Natural language region descriptions:
--- START ---

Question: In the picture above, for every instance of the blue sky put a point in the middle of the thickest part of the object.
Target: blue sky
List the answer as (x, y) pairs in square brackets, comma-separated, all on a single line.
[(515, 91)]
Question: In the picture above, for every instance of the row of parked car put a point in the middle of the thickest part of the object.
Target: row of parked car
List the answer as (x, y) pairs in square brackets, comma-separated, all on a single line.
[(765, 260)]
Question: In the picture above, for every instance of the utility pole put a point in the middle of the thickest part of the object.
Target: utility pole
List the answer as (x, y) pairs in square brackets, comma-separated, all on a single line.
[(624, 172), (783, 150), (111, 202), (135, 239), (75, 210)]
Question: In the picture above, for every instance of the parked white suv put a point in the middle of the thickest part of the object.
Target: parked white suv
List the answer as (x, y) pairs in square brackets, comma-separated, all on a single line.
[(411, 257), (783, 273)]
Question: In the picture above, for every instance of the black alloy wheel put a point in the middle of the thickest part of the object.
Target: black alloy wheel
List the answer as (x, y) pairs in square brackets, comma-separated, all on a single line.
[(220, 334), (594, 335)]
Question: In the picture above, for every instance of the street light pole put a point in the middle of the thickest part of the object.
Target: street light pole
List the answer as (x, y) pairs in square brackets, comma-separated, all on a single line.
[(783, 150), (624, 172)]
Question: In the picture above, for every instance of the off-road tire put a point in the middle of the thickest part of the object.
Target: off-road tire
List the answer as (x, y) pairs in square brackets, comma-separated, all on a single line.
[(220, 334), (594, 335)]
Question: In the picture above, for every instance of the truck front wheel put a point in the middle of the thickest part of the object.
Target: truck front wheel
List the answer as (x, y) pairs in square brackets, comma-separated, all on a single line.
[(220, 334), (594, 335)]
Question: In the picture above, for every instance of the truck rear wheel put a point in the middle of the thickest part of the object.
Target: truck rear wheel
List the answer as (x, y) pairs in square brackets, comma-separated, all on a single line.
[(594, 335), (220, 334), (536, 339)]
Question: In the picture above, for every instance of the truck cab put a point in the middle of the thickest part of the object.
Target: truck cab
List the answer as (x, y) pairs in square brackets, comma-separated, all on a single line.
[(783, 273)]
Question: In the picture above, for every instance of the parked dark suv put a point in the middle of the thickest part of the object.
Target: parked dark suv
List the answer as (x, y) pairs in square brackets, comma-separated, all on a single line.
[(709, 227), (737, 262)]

--- END ---

● **EXERCISE GOAL**: Take every line above carrying "white" and return it.

● **ANSWER TO THE PROBLEM**:
Question: In the picture above, for every instance of the parked white suv put a point in the middle of the thickest part of the object.
Target: parked white suv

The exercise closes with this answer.